GIVEN REQUEST 1:
Answer these questions using the piece about Facebook:
(a) What kind of status updates does the writer mention as an example of monumental news spreading around the globe?
(b) What two things does the writer admit to checking up on among people from high school?
(c) In the sample post listing a day's activities, what was eaten for lunch?
GIVEN REQUEST 2:
Write a few more paragraphs of the piece about Facebook, picking up after its final sentence and keeping its tone.

SUPPLIED TEXT:

↓

My next qualm is with the beloved Facebook.

Yes, I use it just as much as the next procrastinating college student and have no complaints about its general existence. In fact, it truly is a great networking tool and quite useful for instantaneously finding out about monumental news around the globe (bin Laden status updates, anyone? More like everyone).

In addition to its practical uses, I will not pretend I don’t use it to see who from my high school is pregnant and who is dating their best friend’s ex-boyfriend.

All of these things are slightly unsettling; how we share information so quickly and openly over the most unsecured source imaginable is bewildering, but what we choose to share is even more perplexing, if not dangerous.

Not only is listing every single thing you did that day (“Woke up at 10:00, ate salmon for lunch, and then went to the pool today! It was hot and the kids there were annoying but at least I got a tan! Now going to the movies with my favoritesss”) extremely irrelevant to everyone else in the Facebook world, but now some crazy stalker sitting in his mother’s basement now knows that you are not home.

↑

Pointing dataset records:
↓

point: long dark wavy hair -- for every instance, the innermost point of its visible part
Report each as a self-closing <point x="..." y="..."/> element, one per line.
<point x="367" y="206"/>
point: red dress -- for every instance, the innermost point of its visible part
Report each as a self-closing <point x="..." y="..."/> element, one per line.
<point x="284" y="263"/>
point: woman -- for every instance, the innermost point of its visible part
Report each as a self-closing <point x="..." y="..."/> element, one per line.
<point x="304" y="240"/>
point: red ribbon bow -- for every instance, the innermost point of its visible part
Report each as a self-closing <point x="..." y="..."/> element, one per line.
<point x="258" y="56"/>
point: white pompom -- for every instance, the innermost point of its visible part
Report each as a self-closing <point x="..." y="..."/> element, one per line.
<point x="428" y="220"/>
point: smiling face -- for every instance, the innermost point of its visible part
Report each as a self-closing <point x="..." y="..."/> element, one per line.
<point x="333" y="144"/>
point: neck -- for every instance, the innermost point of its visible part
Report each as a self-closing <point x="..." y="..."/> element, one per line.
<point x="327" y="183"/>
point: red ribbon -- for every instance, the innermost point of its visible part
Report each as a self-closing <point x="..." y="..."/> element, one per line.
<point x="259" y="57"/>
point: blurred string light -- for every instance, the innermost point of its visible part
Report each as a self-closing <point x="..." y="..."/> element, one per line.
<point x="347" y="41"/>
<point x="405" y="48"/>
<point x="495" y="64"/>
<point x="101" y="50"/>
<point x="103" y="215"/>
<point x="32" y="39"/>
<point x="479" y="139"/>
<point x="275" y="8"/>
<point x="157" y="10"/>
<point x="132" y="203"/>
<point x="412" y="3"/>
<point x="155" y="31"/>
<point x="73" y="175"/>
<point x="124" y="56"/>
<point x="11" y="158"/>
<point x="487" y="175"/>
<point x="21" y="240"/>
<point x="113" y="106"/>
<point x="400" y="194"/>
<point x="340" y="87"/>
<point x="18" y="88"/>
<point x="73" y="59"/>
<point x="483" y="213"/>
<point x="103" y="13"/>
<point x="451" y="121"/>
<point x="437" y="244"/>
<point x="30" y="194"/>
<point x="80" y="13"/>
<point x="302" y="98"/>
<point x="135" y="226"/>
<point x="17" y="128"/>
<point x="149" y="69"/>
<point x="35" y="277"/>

↑
↓

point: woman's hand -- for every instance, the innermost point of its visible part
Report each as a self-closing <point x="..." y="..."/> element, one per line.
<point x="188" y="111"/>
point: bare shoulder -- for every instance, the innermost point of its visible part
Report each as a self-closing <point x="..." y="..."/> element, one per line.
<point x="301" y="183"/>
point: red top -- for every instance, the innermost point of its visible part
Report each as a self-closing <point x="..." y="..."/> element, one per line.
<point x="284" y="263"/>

↑
↓

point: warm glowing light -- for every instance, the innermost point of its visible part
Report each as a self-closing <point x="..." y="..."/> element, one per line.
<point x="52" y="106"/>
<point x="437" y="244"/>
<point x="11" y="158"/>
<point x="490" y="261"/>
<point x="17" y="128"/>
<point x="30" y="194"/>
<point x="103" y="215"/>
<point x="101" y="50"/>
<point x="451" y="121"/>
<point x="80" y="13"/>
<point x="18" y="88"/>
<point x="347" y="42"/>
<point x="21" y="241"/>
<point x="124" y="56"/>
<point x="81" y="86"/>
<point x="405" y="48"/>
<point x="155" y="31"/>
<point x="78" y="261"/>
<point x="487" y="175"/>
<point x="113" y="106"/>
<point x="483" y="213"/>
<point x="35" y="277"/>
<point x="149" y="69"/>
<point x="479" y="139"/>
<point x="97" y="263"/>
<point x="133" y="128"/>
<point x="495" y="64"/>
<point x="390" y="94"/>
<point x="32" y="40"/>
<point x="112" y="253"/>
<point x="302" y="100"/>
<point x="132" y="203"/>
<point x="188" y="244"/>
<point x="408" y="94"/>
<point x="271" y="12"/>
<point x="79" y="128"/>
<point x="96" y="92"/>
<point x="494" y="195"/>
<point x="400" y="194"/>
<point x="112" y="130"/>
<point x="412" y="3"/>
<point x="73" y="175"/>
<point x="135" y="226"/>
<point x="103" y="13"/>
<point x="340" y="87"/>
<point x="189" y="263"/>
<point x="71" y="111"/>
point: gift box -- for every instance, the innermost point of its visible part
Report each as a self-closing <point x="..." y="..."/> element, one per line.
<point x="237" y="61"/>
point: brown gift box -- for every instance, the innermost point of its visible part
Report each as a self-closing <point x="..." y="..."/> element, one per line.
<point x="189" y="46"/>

↑

FINAL RESULT 1:
(a) Bin Laden status updates.
(b) Who is pregnant and who is dating their best friend's ex-boyfriend.
(c) Salmon.

FINAL RESULT 2:
This is how people come back to find their childhood doll heads on their pillows. So please, shut up about what you are doing all day unless you want Barbie decapitated by a pervert.

In addition to safety, human beings are able to speak for a reason. If you are angry at someone, tell them.

Tweeting and Facebook-ing about your feelings either in the form of a sappy song lyric or seemingly inspirational quote just makes people angry, not sympathetic.

Our generation has the ability to spread and retain information like none other before us, and we need to start using this gift wisely.

If not, we will just be a bunch of self-centered losers Tweeting to space about our boss’s lack of compassion for our nasty break-up.

 

Melissa Knueven is a junior studying communications and a columnist for

The Post. You can email her if you want at mk241609@ohiou.edu. But you’re probably better off meeting her over a cup of coffee.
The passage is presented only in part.